---------- Dataset entries

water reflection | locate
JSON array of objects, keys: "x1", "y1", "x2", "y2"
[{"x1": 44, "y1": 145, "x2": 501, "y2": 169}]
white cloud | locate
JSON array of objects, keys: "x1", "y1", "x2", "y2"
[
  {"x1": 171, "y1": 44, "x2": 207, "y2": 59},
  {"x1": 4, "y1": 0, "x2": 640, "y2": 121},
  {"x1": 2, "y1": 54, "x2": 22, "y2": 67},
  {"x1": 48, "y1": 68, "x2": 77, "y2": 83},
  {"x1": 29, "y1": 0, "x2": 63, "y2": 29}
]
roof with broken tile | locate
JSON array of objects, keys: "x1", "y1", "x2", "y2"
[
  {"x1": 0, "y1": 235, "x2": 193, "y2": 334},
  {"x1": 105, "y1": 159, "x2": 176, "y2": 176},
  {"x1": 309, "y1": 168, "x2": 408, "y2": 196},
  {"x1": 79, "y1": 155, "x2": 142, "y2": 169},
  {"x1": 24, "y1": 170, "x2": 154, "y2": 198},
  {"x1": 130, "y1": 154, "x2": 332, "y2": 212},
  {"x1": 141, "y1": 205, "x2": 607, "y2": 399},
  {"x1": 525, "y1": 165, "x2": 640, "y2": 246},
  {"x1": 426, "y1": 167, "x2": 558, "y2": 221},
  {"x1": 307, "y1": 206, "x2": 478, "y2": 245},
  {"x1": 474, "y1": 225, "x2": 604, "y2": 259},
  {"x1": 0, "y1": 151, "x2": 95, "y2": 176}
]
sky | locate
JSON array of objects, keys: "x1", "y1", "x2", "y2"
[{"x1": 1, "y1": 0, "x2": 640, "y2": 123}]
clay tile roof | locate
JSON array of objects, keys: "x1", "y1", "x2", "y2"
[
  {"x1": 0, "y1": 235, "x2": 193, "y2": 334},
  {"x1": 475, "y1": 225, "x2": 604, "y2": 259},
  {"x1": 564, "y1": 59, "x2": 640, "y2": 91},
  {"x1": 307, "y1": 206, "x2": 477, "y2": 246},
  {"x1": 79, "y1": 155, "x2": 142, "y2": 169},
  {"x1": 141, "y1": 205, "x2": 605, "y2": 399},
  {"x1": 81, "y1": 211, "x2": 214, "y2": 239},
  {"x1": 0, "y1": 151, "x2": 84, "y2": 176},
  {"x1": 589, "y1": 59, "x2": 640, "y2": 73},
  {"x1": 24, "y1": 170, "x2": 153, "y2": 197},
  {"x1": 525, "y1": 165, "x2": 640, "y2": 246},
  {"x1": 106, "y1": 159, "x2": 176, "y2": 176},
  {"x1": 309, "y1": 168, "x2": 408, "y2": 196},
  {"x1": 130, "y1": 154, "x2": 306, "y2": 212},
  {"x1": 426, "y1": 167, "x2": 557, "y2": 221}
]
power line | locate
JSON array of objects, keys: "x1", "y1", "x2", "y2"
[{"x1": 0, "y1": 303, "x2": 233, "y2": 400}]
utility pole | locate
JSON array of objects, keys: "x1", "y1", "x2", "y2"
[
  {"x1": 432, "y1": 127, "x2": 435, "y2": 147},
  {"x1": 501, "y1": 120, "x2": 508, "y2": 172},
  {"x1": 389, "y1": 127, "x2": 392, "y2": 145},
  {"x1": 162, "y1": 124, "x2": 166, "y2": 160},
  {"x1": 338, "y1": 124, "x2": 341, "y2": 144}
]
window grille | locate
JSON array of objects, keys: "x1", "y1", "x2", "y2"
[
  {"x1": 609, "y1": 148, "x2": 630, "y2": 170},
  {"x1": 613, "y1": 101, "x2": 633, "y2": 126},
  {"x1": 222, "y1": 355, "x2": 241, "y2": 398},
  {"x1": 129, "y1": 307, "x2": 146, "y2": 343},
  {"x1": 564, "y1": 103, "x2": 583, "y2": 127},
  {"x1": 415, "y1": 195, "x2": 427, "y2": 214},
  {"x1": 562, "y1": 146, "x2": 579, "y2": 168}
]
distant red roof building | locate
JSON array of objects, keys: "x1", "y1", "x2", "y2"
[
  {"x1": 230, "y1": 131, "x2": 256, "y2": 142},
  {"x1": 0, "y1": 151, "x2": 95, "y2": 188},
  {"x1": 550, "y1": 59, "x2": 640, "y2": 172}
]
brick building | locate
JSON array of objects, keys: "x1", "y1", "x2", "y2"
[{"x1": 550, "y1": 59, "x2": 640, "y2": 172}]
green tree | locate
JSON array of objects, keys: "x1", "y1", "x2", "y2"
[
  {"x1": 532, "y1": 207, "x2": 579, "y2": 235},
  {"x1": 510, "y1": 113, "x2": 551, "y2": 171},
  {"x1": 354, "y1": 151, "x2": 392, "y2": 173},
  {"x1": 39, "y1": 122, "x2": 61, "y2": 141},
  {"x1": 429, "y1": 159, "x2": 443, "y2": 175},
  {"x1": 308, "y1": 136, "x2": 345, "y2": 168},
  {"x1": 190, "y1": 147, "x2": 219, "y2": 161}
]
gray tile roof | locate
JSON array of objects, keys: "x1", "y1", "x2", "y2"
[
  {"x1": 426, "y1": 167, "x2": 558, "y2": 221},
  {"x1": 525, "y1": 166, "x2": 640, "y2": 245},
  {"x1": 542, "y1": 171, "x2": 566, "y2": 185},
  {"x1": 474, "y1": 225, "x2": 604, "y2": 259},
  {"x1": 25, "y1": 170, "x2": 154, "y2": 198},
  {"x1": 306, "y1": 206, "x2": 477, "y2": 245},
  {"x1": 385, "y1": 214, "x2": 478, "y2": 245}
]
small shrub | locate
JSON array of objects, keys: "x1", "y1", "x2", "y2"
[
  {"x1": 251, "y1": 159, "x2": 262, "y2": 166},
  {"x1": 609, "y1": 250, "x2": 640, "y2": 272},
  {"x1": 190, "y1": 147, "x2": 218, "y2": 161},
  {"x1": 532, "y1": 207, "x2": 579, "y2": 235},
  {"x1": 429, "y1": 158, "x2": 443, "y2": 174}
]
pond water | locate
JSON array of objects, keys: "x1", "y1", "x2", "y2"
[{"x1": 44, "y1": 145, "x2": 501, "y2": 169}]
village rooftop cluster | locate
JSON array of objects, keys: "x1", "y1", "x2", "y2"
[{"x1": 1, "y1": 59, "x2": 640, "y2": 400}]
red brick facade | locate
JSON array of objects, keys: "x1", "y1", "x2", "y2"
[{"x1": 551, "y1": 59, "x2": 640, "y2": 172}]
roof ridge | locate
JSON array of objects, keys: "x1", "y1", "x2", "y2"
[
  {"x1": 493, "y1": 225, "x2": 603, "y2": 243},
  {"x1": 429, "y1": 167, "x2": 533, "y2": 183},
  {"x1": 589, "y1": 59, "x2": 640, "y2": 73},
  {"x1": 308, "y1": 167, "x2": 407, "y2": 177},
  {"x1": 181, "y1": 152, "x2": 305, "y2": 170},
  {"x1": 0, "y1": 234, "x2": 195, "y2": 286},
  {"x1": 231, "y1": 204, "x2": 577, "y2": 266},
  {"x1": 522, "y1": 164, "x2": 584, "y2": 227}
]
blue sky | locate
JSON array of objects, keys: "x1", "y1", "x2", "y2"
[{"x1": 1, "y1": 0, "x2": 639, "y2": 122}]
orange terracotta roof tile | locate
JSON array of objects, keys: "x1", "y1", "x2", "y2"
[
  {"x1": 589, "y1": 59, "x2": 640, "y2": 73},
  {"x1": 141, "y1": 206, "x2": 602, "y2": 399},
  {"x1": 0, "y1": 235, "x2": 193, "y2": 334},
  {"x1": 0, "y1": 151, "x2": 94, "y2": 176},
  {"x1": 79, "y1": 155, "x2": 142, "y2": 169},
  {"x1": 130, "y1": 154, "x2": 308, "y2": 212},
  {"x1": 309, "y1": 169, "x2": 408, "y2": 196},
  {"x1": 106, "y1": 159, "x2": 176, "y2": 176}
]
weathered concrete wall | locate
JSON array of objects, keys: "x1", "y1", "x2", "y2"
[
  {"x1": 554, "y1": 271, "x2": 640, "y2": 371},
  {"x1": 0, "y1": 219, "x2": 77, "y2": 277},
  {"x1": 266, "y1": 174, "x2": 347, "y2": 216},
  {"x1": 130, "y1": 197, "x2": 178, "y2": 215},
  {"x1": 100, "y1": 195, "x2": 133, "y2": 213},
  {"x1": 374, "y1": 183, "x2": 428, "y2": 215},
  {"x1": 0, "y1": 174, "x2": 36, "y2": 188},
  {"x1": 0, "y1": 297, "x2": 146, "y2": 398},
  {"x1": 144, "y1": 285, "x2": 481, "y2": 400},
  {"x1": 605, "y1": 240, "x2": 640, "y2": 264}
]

--------------------

**Work request:** Which of the lines above contain "building"? Return them all.

**Expected answer:**
distant red roof building | locate
brick building | locate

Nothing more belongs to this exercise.